> _What to produce_:
Could you print the chapter review below word for word, in full?

Hii, Querencia. Pan back again for another review.
"Well, perhaps that isn't exactly the best way to put it," Henry reconsidered. "There's only the one shop, and I suppose it stays in place somewhere. But the doors... they open anywhere they're needed. Nearly everywhere."
Off-topic point, but this idea is NEAT. I need shops like Mr Vaughn's. If I could open my front door and step straight into a supermarket, I'd never be more than twenty feet from a chocolate bar. Or a bookshop. On the other hand, my self restraint would go straight out of the window and I would never not be buying things.
Finnley didn't think this further explanation helped much. His head was hurting a bit. He searched behind him for a chair and fell into it. It wasn't the first strange thing he'd seen here, but still. Couldn't just one thing be normal for once?
I kind of find it strange that Finnley doesn't have more of a visible reaction. Like, there's no nervous laughter, no utterings of 'sorry, what did you say?', no kind of denial or certainty that he's misheard or misunderstood. Maybe it comes from the fact that he's already moderately accustomed to the idea of magic, but it means the shock doesn't quite ring true for me. This is a similar type of issue to what I mentioned about his attitude to Mr Vaughn in previous chapters, and how he seems weirdly unperturbed by him knowing things he shouldn't. I generally feel like you skirt around the mental fallout of uncomfortable revelations or trauma (because Finnley's pretty unaffected by his ordeal in the woods, too). That's probably an early-draft thing, because I know how annoying Feelings™ are to write when you've got PLOT to deal with.

> _Provided material_:
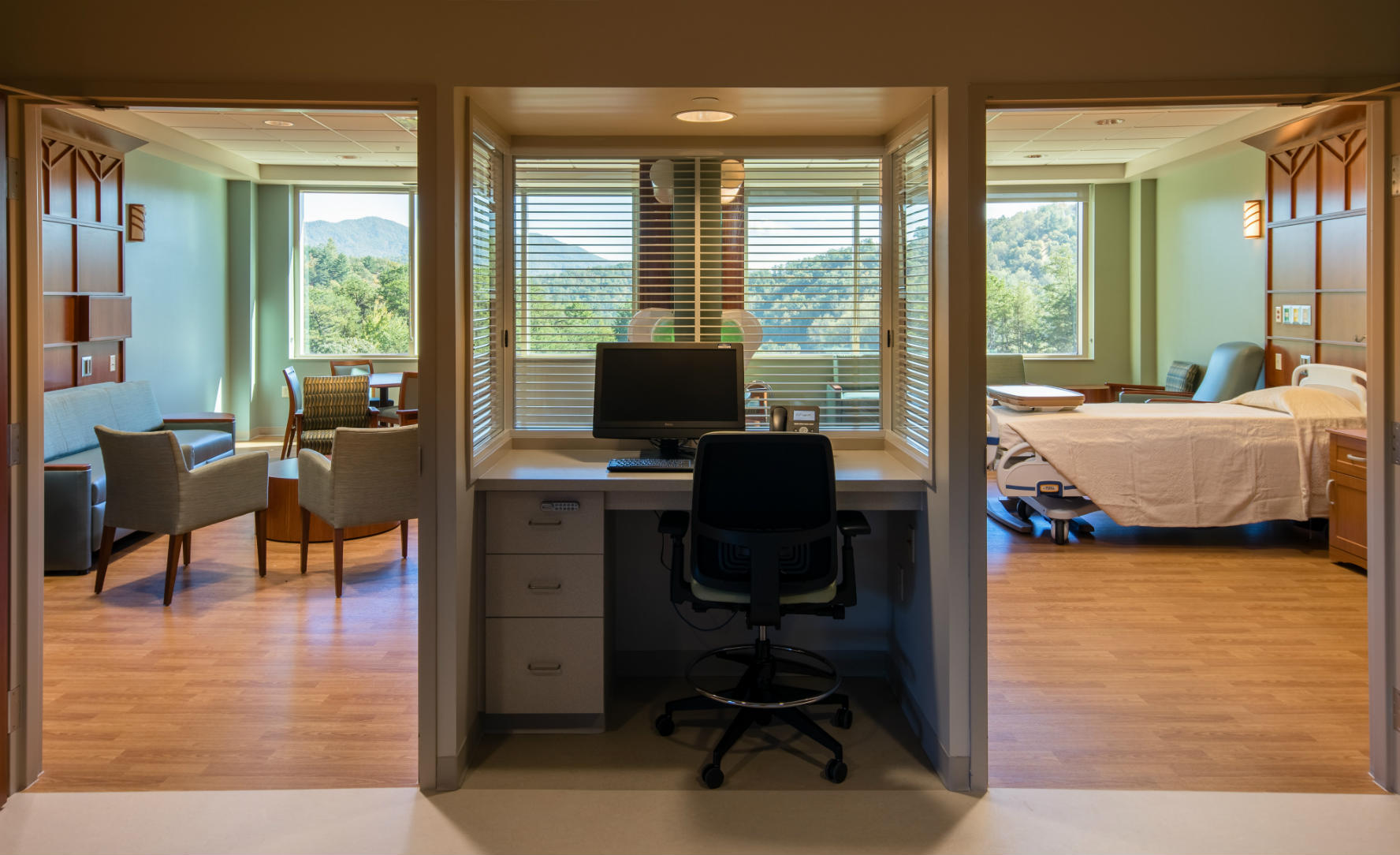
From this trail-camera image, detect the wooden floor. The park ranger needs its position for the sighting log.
[987,482,1380,792]
[29,479,419,792]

> _Written solution_:
Hii, Querencia. Pan back again for another review.
"Well, perhaps that isn't exactly the best way to put it," Henry reconsidered. "There's only the one shop, and I suppose it stays in place somewhere. But the doors... they open anywhere they're needed. Nearly everywhere."
Off-topic point, but this idea is NEAT. I need shops like Mr Vaughn's. If I could open my front door and step straight into a supermarket, I'd never be more than twenty feet from a chocolate bar. Or a bookshop. On the other hand, my self restraint would go straight out of the window and I would never not be buying things.
Finnley didn't think this further explanation helped much. His head was hurting a bit. He searched behind him for a chair and fell into it. It wasn't the first strange thing he'd seen here, but still. Couldn't just one thing be normal for once?
I kind of find it strange that Finnley doesn't have more of a visible reaction. Like, there's no nervous laughter, no utterings of 'sorry, what did you say?', no kind of denial or certainty that he's misheard or misunderstood. Maybe it comes from the fact that he's already moderately accustomed to the idea of magic, but it means the shock doesn't quite ring true for me. This is a similar type of issue to what I mentioned about his attitude to Mr Vaughn in previous chapters, and how he seems weirdly unperturbed by him knowing things he shouldn't. I generally feel like you skirt around the mental fallout of uncomfortable revelations or trauma (because Finnley's pretty unaffected by his ordeal in the woods, too). That's probably an early-draft thing, because I know how annoying Feelings™ are to write when you've got PLOT to deal with.